# Task:
For each statement, answer yes or no according to the research overview below, and quote the words from it that decide the answer: (a) The split inference work ran CNN models on NVIDIA Jetson edge devices. (b) The signal processing work at IITD SeNSE lasted a full year. (c) The first full research paper was presented at UCSD SRC 2025.

# Excerpt provided:
-------------------------

My work sits at the intersection of performance and sustainability in computing. I'm drawn to questions about architectural tradeoffs — where to run computation, how to measure efficiency honestly, and what "sustainable" actually means at the systems level. I've been lucky to explore these questions across three very different research environments.

I work with Prof. Patrick Pannuto and Raymond Dueñas on CPU–GPU split inference for CNN models on NVIDIA Jetson edge devices. The core question: given a model too large to run entirely on a GPU, at what layer should you cut it — and does the answer change when you optimize for energy rather than throughput?

This project produced my first full research paper, presented at UCSD SRC 2025 and being integrated into a submission to an international conference (name redacted for double-blind review). I'm grateful to Pat and Raymond for taking a chance on me and teaching me how research actually works.

I spent a summer at IITD SeNSE working with Prof. Ravibabu Mulaveesala on signal processing for nondestructive testing. The work involved adapting an open-source pipeline to reconstruct subsurface images using Fourier and correlation transforms, even under noisy measurement conditions.

-------------------------

# Data entries:

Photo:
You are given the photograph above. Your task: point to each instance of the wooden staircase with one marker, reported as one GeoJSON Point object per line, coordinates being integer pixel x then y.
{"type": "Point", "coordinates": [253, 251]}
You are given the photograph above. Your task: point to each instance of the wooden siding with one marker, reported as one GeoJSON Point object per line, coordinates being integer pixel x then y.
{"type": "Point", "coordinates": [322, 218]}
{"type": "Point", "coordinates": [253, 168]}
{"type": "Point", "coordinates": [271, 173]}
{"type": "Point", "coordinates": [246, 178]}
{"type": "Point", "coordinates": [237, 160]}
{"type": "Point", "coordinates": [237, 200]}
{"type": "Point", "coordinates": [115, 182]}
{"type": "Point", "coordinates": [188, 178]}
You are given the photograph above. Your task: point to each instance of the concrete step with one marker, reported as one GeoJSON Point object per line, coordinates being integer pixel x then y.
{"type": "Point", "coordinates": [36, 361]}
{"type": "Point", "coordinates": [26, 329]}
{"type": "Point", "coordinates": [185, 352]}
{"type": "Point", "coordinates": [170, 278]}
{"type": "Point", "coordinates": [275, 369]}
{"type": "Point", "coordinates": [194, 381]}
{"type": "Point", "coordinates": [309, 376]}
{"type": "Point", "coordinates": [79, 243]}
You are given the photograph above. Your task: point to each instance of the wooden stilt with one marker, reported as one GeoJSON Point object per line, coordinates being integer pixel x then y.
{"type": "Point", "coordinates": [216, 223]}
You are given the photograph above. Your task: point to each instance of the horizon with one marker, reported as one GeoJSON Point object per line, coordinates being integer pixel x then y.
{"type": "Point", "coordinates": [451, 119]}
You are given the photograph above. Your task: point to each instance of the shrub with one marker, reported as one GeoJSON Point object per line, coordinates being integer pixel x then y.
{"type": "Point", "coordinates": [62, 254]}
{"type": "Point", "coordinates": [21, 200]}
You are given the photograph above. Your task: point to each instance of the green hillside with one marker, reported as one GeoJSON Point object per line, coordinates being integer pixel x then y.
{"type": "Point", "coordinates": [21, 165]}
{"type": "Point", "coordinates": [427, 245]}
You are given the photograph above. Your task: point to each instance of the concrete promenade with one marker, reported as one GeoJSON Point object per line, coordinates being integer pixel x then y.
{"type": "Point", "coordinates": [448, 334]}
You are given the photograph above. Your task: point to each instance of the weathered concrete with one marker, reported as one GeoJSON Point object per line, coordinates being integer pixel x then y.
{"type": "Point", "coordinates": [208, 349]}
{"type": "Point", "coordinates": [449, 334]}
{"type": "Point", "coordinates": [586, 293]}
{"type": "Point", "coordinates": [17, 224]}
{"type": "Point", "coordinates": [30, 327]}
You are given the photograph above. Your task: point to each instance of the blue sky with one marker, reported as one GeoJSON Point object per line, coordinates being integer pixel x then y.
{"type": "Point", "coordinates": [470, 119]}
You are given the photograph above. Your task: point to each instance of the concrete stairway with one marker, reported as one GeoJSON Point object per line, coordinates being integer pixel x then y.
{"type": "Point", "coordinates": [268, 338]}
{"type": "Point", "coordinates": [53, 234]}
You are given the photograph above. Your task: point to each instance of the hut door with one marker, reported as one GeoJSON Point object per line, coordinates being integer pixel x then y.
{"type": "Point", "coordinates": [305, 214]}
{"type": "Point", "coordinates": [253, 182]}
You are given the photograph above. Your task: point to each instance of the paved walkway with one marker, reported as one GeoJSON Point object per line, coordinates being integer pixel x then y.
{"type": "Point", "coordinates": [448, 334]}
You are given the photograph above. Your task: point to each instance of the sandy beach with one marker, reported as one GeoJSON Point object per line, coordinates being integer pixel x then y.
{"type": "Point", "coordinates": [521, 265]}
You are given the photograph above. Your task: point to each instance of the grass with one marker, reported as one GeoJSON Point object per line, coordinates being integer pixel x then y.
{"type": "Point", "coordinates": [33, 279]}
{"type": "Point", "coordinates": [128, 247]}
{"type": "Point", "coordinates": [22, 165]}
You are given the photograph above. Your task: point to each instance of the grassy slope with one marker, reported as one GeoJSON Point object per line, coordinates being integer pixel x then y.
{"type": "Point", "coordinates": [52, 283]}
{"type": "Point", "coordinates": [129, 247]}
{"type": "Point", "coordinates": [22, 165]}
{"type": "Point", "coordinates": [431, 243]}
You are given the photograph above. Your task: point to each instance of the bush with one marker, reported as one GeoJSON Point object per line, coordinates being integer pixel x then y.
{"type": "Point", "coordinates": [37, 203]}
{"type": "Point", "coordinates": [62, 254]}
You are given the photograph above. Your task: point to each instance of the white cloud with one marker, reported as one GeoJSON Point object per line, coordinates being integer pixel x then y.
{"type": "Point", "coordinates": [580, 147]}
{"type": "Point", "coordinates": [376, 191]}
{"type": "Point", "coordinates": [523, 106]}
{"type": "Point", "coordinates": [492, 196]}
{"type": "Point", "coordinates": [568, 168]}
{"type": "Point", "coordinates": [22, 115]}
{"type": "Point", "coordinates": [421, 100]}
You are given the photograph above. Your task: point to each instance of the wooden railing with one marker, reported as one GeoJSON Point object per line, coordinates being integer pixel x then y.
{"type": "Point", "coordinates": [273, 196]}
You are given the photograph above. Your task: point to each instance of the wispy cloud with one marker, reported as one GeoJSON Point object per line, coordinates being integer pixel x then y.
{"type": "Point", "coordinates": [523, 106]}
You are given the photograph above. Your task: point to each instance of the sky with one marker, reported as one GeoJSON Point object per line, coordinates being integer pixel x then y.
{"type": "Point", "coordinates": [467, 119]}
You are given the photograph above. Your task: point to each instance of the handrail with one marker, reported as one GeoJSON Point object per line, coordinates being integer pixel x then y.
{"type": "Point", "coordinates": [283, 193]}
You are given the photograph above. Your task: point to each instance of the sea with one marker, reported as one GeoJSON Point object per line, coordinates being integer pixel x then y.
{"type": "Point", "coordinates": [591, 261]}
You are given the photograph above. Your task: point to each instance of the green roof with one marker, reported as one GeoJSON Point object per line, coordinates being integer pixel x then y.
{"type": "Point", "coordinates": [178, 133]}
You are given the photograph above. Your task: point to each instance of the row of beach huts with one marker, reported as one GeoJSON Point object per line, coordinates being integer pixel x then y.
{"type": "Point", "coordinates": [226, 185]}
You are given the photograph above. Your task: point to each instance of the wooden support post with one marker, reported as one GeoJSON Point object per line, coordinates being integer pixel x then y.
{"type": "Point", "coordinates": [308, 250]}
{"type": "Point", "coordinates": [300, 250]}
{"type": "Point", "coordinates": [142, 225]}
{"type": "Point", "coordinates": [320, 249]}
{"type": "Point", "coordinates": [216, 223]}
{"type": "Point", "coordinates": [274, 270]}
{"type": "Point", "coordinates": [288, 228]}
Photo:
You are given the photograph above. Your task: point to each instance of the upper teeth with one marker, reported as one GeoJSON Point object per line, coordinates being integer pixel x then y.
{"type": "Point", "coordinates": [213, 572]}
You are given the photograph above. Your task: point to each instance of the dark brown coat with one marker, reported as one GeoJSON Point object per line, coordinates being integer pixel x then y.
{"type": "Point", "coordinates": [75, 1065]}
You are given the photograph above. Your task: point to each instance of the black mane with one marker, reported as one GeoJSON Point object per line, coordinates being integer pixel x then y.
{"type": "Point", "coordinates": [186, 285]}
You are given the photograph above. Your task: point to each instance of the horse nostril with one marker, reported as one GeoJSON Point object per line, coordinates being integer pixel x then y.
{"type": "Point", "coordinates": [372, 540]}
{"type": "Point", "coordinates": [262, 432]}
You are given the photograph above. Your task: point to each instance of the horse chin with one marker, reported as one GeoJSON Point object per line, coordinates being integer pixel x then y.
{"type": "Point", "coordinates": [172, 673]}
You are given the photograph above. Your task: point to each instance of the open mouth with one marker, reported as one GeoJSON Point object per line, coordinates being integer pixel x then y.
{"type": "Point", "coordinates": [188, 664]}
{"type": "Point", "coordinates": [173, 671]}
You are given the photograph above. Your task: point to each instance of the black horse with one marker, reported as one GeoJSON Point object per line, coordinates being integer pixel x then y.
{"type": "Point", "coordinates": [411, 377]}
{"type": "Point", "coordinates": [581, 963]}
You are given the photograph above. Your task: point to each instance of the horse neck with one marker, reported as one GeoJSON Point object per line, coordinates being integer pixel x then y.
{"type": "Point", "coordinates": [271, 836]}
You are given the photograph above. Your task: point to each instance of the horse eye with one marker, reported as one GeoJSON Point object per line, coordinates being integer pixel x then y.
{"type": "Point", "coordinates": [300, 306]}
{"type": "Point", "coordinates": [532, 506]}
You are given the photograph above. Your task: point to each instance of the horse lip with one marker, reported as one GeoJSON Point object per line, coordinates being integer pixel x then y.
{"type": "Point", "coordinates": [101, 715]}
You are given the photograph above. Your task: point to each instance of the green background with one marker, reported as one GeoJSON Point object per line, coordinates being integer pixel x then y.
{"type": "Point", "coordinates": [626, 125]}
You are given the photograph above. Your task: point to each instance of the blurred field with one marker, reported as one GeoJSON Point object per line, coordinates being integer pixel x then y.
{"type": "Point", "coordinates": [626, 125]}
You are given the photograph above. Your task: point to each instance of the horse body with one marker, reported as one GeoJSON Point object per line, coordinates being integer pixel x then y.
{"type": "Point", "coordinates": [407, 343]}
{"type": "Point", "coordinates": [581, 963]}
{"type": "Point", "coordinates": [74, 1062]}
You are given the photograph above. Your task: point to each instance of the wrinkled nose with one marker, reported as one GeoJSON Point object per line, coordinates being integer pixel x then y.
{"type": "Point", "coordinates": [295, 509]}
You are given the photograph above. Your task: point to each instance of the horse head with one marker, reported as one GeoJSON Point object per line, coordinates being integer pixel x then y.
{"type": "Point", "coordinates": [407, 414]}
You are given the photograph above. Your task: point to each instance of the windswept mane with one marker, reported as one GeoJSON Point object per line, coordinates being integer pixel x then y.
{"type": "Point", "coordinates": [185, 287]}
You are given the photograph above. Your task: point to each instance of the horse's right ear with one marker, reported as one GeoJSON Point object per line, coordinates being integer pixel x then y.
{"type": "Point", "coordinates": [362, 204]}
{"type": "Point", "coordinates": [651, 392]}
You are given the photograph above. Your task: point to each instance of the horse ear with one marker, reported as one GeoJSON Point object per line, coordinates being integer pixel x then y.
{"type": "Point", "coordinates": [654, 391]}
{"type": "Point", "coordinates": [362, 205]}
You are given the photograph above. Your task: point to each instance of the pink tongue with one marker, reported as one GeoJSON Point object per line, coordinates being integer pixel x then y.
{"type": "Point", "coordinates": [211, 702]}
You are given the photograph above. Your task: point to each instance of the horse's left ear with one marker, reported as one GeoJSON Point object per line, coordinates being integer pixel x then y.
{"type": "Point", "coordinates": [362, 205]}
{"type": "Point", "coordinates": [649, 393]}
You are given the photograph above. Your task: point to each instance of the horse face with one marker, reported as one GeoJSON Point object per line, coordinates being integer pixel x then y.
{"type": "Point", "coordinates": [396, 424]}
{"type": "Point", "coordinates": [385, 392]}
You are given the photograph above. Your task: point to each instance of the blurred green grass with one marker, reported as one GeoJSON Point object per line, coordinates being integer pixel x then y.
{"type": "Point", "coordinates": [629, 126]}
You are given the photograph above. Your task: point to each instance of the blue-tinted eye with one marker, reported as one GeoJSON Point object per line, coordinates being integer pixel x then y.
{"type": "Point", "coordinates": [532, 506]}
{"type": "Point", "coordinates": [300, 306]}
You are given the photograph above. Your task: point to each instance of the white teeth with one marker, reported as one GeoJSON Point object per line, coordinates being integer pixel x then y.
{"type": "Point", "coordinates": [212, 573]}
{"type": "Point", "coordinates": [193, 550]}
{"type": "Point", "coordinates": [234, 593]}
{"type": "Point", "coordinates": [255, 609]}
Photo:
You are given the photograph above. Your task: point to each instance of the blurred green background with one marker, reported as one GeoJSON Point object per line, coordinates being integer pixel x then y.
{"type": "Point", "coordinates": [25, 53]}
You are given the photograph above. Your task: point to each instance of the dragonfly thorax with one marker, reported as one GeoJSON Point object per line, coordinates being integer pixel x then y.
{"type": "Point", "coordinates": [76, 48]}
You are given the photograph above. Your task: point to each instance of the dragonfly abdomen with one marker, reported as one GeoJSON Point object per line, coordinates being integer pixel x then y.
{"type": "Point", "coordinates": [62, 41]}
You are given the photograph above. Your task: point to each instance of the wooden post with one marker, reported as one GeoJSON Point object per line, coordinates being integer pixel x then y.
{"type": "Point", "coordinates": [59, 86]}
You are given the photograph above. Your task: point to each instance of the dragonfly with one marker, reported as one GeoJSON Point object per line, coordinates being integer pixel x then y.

-------------------------

# Exercise output:
(a) Yes: "CPU–GPU split inference for CNN models on NVIDIA Jetson edge devices"
(b) No: "I spent a summer at IITD SeNSE"
(c) Yes: "presented at UCSD SRC 2025"